* **Direction**: Edit the records so that "segmenter" becomes "segmentation tool", keeping every other character unchanged.

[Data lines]
----------------------------------------
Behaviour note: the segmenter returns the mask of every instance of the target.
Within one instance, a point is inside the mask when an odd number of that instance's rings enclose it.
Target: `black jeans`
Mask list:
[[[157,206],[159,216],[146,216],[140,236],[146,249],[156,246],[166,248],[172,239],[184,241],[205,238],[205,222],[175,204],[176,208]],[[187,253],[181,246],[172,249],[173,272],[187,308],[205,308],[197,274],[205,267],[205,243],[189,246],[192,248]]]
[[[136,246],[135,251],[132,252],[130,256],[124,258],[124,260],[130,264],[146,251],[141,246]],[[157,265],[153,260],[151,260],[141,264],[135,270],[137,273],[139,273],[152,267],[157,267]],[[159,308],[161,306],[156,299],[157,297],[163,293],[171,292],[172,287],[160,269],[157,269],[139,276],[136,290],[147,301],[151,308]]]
----------------------------------------
* **Task output**:
Behaviour note: the segmentation tool returns the mask of every instance of the target.
Within one instance, a point is inside the mask when an odd number of that instance's rings enclose it.
Target: `black jeans`
Mask list:
[[[157,206],[159,216],[146,216],[140,236],[146,249],[156,246],[166,248],[172,239],[184,241],[205,238],[205,222],[175,204],[176,208]],[[187,253],[181,246],[172,249],[173,272],[187,308],[205,308],[197,274],[205,267],[205,243],[189,246],[192,248]]]
[[[136,246],[135,251],[132,252],[130,256],[124,258],[124,260],[130,264],[146,251],[141,246]],[[157,265],[153,260],[151,260],[141,264],[135,270],[137,273],[139,273],[152,267],[157,267]],[[159,308],[161,306],[156,299],[157,297],[163,293],[171,292],[172,287],[160,269],[157,269],[139,276],[136,290],[147,301],[151,308]]]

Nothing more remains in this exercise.